┌──
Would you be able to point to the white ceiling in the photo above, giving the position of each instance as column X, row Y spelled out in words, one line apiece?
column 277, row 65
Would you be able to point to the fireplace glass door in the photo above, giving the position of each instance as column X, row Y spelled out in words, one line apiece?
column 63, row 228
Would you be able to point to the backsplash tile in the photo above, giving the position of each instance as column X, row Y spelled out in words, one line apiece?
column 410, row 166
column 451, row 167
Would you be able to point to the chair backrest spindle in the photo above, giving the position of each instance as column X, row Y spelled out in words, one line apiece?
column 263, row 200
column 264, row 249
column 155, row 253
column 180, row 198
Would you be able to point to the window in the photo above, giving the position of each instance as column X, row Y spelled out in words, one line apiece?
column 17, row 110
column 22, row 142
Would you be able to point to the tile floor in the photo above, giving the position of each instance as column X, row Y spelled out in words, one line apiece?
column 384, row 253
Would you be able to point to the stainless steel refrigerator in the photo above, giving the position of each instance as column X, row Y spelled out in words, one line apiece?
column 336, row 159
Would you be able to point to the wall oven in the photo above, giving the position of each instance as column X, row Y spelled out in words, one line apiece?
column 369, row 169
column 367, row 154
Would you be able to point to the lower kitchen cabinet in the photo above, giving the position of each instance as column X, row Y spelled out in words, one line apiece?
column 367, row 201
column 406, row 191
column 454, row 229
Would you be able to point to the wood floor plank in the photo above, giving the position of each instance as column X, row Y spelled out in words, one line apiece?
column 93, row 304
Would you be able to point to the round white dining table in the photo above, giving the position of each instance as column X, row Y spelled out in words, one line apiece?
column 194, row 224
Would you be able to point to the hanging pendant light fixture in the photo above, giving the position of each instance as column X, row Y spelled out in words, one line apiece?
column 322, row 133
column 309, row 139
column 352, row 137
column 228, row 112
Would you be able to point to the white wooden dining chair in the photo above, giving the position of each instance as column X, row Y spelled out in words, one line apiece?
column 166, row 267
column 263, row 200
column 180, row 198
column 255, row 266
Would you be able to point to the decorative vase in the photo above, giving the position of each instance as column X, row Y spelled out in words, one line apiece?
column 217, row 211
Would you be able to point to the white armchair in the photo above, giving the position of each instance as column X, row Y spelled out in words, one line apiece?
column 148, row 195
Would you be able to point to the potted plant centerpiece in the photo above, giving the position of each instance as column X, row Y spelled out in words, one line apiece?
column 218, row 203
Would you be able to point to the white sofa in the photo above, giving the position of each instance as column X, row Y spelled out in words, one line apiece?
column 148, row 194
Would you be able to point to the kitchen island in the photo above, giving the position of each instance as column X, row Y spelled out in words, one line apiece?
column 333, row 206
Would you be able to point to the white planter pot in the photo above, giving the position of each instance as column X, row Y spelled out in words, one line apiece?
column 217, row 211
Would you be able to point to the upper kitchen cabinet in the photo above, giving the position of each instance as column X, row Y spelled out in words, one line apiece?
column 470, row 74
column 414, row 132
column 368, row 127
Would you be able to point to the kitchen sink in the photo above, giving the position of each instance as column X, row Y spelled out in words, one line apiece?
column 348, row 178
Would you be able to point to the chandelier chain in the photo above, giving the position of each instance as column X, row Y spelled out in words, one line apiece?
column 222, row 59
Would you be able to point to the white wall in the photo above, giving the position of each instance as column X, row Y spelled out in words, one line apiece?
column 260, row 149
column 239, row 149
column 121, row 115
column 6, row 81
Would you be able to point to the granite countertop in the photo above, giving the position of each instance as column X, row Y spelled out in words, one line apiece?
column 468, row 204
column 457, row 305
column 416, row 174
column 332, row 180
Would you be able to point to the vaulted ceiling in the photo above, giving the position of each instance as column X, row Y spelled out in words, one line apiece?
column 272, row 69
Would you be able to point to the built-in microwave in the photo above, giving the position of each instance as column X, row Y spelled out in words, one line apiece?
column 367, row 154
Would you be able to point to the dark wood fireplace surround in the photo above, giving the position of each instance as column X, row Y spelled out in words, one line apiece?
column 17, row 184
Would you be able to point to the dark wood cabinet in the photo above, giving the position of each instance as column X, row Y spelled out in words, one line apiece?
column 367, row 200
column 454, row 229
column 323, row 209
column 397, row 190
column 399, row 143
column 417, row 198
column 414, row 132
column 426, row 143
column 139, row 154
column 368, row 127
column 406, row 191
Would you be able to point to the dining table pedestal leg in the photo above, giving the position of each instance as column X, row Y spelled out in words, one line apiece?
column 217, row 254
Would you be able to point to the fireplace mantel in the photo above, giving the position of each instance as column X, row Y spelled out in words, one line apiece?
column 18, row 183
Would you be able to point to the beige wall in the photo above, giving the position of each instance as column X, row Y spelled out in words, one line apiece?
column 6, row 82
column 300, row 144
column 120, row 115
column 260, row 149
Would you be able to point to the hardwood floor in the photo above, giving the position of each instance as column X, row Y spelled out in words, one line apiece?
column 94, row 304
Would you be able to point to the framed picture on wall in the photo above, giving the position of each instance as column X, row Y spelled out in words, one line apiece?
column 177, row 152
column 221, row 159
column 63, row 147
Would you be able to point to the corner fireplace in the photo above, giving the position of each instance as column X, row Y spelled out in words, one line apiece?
└──
### What the exercise asks:
Please extract the stretch of records from the line that contains "Would you be able to point to the granite" through the line that contains "column 272, row 69", and repeat those lines exactly.

### Result for this exercise:
Would you be able to point to the granite countertop in the photo above, giving the position of each instance as column X, row Y spelled out in words, one line apiece?
column 468, row 204
column 457, row 305
column 416, row 174
column 332, row 180
Would you be able to point to the vaulted ceiling in the photo above, giving the position of each instance as column X, row Y spelled out in words, one line apiece?
column 272, row 69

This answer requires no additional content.